[Directions for this task] From the line that contains "person in yellow" to the last line of the entries, set down each line exactly as written, both ends included, with nothing else.
======
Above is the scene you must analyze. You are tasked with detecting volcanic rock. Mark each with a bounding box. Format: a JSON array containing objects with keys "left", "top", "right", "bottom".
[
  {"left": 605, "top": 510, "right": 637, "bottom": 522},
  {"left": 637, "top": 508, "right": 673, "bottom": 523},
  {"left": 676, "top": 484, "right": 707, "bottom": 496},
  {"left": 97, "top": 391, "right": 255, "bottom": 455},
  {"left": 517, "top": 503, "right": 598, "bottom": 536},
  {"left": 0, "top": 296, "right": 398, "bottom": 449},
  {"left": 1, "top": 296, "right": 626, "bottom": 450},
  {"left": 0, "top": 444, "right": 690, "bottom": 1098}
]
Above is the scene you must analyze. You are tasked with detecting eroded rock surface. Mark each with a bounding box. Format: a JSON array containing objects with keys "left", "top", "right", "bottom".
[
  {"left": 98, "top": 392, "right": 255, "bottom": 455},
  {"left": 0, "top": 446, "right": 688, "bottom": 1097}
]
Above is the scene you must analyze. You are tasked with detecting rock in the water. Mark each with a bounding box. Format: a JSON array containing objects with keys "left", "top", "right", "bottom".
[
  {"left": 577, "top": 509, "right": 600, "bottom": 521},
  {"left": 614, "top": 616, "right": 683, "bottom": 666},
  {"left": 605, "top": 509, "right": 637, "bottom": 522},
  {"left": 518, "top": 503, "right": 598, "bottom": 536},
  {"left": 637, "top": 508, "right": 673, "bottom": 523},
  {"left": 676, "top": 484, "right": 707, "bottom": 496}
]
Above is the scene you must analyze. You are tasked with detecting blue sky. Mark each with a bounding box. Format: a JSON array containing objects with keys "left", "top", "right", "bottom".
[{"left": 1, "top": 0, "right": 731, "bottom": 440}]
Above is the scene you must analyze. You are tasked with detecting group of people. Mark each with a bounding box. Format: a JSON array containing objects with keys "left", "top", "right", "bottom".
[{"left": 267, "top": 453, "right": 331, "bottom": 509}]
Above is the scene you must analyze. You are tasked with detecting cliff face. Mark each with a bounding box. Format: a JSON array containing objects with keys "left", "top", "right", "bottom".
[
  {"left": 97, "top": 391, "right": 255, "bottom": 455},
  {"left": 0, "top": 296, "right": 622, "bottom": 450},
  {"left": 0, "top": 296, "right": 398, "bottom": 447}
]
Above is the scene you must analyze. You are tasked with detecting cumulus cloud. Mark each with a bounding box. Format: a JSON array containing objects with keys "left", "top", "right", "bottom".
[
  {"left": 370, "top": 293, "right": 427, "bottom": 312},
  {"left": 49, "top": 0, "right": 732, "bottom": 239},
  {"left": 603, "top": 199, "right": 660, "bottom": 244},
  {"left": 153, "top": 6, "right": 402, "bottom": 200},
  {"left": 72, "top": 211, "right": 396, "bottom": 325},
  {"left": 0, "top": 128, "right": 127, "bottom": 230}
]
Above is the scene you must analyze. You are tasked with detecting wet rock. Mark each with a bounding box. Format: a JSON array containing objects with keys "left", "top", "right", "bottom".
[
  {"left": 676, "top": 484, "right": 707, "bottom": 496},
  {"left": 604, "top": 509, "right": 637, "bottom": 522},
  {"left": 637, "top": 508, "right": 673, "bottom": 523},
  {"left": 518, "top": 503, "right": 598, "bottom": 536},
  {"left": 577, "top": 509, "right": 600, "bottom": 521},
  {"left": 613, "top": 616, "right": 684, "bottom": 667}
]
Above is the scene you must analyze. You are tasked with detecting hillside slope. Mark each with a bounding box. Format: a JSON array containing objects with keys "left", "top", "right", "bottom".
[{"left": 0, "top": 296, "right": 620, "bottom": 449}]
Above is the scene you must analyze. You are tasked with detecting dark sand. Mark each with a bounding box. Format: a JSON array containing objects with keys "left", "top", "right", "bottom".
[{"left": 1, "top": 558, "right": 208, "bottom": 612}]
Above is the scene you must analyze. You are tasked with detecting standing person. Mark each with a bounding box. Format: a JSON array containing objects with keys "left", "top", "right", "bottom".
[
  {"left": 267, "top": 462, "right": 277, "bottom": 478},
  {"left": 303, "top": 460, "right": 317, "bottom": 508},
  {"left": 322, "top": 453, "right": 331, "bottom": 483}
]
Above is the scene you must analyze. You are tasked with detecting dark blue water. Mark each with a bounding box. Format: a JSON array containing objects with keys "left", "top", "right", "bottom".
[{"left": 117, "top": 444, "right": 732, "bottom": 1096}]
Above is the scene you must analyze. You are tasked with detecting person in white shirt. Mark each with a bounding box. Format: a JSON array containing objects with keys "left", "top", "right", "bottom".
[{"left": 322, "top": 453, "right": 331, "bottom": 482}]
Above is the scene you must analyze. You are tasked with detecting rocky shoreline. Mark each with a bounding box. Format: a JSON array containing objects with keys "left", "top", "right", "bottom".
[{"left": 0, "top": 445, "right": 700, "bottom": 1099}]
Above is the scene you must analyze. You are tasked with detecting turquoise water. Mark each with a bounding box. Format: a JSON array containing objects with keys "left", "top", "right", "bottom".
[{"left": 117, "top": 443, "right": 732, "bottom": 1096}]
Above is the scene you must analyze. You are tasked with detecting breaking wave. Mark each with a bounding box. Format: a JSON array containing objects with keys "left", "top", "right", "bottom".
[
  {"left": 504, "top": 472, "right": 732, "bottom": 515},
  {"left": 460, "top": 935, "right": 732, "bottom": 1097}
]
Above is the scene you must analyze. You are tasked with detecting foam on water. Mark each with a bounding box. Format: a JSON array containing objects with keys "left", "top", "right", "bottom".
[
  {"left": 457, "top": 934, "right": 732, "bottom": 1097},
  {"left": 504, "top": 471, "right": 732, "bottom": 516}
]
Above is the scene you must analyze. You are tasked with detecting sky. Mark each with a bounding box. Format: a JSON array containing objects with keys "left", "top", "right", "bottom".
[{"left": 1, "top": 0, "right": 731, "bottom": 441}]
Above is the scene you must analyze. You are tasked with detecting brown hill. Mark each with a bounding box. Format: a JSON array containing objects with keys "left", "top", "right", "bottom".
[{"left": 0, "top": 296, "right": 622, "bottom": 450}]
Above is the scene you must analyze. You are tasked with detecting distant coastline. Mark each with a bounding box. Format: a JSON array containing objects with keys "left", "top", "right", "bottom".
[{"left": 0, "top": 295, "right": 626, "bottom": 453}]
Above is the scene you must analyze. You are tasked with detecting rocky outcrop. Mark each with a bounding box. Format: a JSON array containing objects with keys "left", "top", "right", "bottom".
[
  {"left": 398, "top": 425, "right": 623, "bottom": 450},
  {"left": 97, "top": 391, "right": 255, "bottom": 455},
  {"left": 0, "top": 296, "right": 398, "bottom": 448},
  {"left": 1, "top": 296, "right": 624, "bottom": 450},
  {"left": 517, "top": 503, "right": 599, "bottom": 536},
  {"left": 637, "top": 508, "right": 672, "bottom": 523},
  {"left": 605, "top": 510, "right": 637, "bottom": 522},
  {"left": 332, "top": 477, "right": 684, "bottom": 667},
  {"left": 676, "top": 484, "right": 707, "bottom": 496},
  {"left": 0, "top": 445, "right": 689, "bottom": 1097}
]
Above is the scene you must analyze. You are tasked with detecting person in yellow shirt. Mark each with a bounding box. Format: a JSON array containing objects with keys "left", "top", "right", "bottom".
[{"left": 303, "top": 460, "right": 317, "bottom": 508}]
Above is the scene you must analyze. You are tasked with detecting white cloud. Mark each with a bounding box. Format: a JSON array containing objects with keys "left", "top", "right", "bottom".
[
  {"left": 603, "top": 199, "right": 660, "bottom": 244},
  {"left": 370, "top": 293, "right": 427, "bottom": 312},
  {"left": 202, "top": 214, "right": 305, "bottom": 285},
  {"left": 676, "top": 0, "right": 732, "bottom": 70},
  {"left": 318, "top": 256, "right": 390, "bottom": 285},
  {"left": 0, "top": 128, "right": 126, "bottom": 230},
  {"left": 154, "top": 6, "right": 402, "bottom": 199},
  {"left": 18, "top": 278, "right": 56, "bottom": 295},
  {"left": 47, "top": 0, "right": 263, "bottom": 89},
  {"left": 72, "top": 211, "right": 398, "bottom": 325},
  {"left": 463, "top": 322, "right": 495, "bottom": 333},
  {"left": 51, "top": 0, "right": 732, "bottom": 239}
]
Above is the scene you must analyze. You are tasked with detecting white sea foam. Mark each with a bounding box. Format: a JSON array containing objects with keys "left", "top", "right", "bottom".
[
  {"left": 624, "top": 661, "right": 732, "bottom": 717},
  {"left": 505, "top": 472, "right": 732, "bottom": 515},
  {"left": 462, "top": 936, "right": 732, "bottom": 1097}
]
======
[Response box]
Above is the scene you must analyze. You are tasked with detecting person in yellow shirt. Mark each with a bounding box. Format: a JSON array containing objects with keys "left", "top", "right", "bottom".
[{"left": 303, "top": 460, "right": 317, "bottom": 508}]
Above is the scene you must analyze. You are tasked with detecting white cloud. Mark each with a bounding box. Format: a JSON array containing objects with keys "left", "top", "right", "bottom".
[
  {"left": 603, "top": 199, "right": 660, "bottom": 244},
  {"left": 370, "top": 293, "right": 427, "bottom": 312},
  {"left": 202, "top": 214, "right": 305, "bottom": 285},
  {"left": 676, "top": 0, "right": 732, "bottom": 70},
  {"left": 318, "top": 256, "right": 390, "bottom": 285},
  {"left": 0, "top": 128, "right": 126, "bottom": 230},
  {"left": 154, "top": 6, "right": 402, "bottom": 199},
  {"left": 18, "top": 278, "right": 56, "bottom": 295},
  {"left": 47, "top": 0, "right": 263, "bottom": 89},
  {"left": 72, "top": 211, "right": 398, "bottom": 325},
  {"left": 463, "top": 322, "right": 495, "bottom": 333},
  {"left": 51, "top": 0, "right": 732, "bottom": 239}
]
Above is the scene you must analyze. You are tasked with detecting white sea foam. Mark each with a bounding box. Format: a JSON array containing objects with keys "left", "top", "right", "bottom".
[
  {"left": 624, "top": 661, "right": 732, "bottom": 717},
  {"left": 505, "top": 472, "right": 732, "bottom": 515},
  {"left": 462, "top": 936, "right": 732, "bottom": 1097}
]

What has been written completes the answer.